SUPPLIED DATA START

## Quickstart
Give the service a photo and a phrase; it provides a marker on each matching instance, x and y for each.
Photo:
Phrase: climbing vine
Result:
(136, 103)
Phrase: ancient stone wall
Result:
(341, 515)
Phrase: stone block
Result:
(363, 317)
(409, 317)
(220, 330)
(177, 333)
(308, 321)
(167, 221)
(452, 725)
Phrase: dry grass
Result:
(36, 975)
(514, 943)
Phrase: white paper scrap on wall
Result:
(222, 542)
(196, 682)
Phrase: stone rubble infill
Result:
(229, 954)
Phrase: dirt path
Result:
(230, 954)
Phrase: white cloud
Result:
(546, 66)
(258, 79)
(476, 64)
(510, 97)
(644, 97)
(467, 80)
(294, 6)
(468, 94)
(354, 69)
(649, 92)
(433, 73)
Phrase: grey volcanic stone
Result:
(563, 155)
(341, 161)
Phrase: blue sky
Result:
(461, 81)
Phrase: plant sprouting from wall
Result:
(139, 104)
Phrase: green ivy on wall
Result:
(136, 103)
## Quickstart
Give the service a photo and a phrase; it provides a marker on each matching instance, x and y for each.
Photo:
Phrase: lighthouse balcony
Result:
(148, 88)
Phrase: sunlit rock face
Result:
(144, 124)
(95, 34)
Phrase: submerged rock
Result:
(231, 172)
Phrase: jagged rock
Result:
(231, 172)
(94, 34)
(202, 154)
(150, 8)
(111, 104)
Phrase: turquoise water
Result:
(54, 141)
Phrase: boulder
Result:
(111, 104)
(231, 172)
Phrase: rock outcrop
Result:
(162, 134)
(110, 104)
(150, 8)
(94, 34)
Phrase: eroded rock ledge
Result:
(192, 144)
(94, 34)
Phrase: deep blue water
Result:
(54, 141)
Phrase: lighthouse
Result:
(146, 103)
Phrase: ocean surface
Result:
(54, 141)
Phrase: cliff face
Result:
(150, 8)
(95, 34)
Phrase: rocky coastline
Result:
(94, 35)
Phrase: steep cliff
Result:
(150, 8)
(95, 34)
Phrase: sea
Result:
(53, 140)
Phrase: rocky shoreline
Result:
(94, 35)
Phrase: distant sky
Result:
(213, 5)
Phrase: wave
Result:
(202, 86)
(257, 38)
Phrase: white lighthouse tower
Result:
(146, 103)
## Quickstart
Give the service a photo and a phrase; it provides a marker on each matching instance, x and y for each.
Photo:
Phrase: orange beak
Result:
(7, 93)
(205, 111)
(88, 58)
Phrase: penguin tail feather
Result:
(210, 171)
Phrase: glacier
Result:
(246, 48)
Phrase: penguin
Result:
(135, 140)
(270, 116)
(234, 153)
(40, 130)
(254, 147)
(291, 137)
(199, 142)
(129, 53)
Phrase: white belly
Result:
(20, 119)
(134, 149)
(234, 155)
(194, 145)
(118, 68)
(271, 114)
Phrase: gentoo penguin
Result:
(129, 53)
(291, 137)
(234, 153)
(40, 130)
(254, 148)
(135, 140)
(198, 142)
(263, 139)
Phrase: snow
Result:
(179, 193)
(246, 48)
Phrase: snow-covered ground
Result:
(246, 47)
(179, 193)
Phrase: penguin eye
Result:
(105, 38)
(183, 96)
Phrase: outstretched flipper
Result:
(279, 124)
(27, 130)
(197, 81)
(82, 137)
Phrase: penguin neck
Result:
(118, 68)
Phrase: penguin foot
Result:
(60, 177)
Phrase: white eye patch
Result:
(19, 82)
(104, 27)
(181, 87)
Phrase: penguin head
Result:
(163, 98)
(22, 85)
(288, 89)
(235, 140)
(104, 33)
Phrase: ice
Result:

SUPPLIED DATA END

■ INSTRUCTIONS FOR THE TASK: Return each line of the data exactly as written above.

■ WRITTEN ANSWER:
## Quickstart
Give the service a photo and a phrase; it provides a marker on each matching instance, x and y for each.
Photo:
Phrase: climbing vine
Result:
(136, 103)
Phrase: ancient stone wall
Result:
(341, 515)
Phrase: stone block
Result:
(363, 317)
(409, 317)
(220, 330)
(177, 333)
(308, 321)
(167, 221)
(452, 725)
Phrase: dry grass
Result:
(36, 975)
(514, 943)
Phrase: white paper scrap on wall
Result:
(222, 542)
(196, 682)
Phrase: stone rubble infill
Result:
(229, 954)
Phrase: dirt path
Result:
(230, 954)
Phrase: white cloud
Result:
(546, 66)
(258, 79)
(476, 64)
(510, 97)
(644, 97)
(467, 80)
(294, 6)
(468, 94)
(354, 69)
(649, 92)
(433, 73)
Phrase: grey volcanic stone
Result:
(563, 155)
(341, 161)
Phrase: blue sky
Result:
(461, 81)
Phrase: plant sprouting from wall
Result:
(139, 104)
Phrase: green ivy on wall
Result:
(136, 103)
## Quickstart
Give the service a photo and a phrase; it provides a marker on each matching instance, x and y for each.
Photo:
Phrase: lighthouse balcony
Result:
(148, 88)
Phrase: sunlit rock face
Result:
(144, 124)
(95, 34)
Phrase: submerged rock
Result:
(231, 172)
Phrase: jagged rock
Result:
(231, 172)
(94, 34)
(202, 154)
(150, 8)
(111, 104)
Phrase: turquoise water
Result:
(54, 141)
Phrase: boulder
Result:
(111, 104)
(231, 172)
Phrase: rock outcrop
Result:
(162, 134)
(110, 104)
(150, 8)
(94, 34)
Phrase: eroded rock ledge
Result:
(192, 144)
(94, 34)
Phrase: deep blue water
Result:
(54, 141)
Phrase: lighthouse
Result:
(146, 103)
Phrase: ocean surface
Result:
(54, 141)
Phrase: cliff face
Result:
(150, 8)
(95, 34)
Phrase: rocky coastline
Result:
(94, 35)
Phrase: steep cliff
Result:
(150, 8)
(95, 34)
Phrase: sea
Result:
(53, 140)
Phrase: rocky shoreline
Result:
(94, 35)
Phrase: distant sky
Result:
(213, 5)
Phrase: wave
Result:
(202, 86)
(257, 38)
Phrase: white lighthouse tower
Result:
(146, 103)
## Quickstart
Give the service a photo and a phrase; it provides a marker on each matching instance, x and y for each.
Photo:
Phrase: orange beak
Result:
(7, 93)
(205, 111)
(88, 58)
Phrase: penguin tail feather
Result:
(210, 171)
Phrase: glacier
Result:
(246, 48)
Phrase: penguin
Result:
(135, 140)
(270, 116)
(234, 153)
(40, 130)
(254, 147)
(291, 137)
(199, 142)
(129, 53)
Phrase: white belly
Result:
(20, 119)
(134, 149)
(234, 155)
(194, 145)
(118, 68)
(271, 114)
Phrase: gentoo penguin
Result:
(129, 53)
(291, 137)
(234, 153)
(40, 130)
(254, 148)
(135, 140)
(198, 142)
(263, 139)
Phrase: snow
Result:
(179, 193)
(246, 48)
Phrase: snow-covered ground
Result:
(246, 47)
(179, 193)
Phrase: penguin eye
Result:
(105, 38)
(183, 96)
Phrase: outstretched flipper
Result:
(279, 124)
(27, 130)
(197, 81)
(82, 137)
Phrase: penguin neck
Result:
(118, 68)
Phrase: penguin foot
Result:
(60, 177)
Phrase: white eye patch
Result:
(19, 82)
(104, 27)
(181, 87)
Phrase: penguin head
Result:
(163, 98)
(22, 85)
(288, 89)
(235, 140)
(104, 33)
Phrase: ice
Result:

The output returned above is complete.